Texte à lire:
───

Maintenant, Carole Poirier.
Mme Poirier
:
Alors, aujourd'hui, l'Institut du Québec nous a dit qu'on était les derniers de
classe. Le bouclier budgétaire que vient présenter Alexandre aujourd'hui est
important. Nous voulons nous situer au sommet, au sommet du rang des meilleurs
étudiants au Canada, mais surtout, au Québec, on veut que nos jeunes
réussissent. Et, pour ce faire, il faut assurer les budgets en matière
d'éducation, il faut assurer les budgets en matière de centres de petite
enfance, il faut assurer les budgets aussi en matière de protection de la
jeunesse. Nos enfants, c'est notre priorité. Nos enfants, c'est ce qu'on a de
plus beau. Pourquoi ne pas prioriser nos enfants au Québec? Merci.
La Modératrice
: Merci.
On va maintenant passer à la période de questions. Nicolas Vigneault,
Radio-Canada, micro de gauche.

───

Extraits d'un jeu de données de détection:
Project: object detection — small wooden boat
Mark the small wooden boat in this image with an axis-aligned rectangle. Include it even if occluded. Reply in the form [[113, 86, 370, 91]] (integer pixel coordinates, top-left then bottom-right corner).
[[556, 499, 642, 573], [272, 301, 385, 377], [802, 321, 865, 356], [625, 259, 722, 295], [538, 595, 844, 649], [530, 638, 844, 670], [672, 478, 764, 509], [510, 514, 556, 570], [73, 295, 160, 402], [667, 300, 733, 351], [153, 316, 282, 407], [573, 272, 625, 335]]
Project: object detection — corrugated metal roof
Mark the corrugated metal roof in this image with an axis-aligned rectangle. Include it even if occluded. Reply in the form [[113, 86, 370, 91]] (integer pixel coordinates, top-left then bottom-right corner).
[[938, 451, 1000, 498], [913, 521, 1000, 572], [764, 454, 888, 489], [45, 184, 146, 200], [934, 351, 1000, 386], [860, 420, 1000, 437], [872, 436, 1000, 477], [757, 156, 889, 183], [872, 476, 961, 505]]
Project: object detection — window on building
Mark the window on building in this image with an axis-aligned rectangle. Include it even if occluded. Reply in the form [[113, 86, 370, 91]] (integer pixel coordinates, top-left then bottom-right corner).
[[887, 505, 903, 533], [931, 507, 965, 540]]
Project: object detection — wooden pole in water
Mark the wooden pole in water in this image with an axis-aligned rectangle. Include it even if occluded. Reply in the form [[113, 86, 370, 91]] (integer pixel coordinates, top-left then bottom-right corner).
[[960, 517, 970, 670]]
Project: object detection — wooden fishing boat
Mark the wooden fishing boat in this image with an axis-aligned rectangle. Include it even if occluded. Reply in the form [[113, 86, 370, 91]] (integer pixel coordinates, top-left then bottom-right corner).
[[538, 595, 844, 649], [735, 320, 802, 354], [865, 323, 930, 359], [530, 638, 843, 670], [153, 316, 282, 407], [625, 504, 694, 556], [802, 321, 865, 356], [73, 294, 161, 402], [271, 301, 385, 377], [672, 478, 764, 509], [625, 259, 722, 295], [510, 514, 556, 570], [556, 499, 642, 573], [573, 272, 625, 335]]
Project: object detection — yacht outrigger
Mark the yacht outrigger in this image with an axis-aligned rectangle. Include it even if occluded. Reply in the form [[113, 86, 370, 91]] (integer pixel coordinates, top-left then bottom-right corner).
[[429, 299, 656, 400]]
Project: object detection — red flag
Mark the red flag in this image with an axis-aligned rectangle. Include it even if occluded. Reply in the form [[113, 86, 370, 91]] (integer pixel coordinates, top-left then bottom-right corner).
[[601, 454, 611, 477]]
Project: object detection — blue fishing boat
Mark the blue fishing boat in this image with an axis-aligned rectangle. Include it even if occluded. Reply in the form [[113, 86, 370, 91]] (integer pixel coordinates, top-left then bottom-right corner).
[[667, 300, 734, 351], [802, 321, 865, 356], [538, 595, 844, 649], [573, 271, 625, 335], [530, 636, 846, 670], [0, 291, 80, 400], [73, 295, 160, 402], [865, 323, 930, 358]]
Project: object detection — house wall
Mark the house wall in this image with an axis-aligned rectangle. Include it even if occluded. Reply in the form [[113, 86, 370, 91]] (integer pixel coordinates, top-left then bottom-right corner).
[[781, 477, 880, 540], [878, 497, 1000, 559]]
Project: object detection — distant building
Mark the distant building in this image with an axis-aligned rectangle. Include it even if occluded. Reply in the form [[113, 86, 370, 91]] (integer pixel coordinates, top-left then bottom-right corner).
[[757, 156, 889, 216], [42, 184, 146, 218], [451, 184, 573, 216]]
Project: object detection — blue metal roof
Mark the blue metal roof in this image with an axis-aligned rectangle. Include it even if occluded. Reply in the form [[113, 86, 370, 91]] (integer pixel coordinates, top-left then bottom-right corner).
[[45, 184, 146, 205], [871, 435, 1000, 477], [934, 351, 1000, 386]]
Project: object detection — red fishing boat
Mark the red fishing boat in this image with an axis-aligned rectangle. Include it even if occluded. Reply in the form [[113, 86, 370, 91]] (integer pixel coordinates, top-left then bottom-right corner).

───

Poursuivez la transcription du point de presse sur le bouclier budgétaire à partir de sa dernière phrase.

M. Vigneault (Nicolas) :
Deux choses. D'une part, il n'y a pas de chiffre là. Ce que je comprends, ce
qu'on comprend du projet de loi, c'est que c'est le Vérificateur général, donc,
qui va établir ce barème-là.
Mais justement est-ce qu'il risque d'y
avoir, par exemple, des gens qui disent : Bien, les coûts de système, ce n'est
pas vraiment ça? Et comment vous allez gérer tout ça? Est-ce que vous pensez
que le Vérificateur général, c'est comme la garantie dans votre projet de loi?
Mme
Hivon
: Tout
à fait. On veut vraiment un tiers externe qui va venir, justement, garantir qu'il
n'y a pas cette espèce de négociation là. Vous savez que, dans les ministères,
c'est très clair, l'établissement des coûts de système, c'est quelque chose qui
est fait de manière, je dirais, systématique, alors c'est quelque chose qui est
facilement identifiable.
L'idée, justement, c'est de ne pas pouvoir
s'en sortir, donc d'avoir un tiers externe qui va venir s'assurer
qu'effectivement la loi est respectée, donc que minimalement les coûts de
système sont intégrés et donc qu'il n'y a jamais de régression et de
compression dans le budget.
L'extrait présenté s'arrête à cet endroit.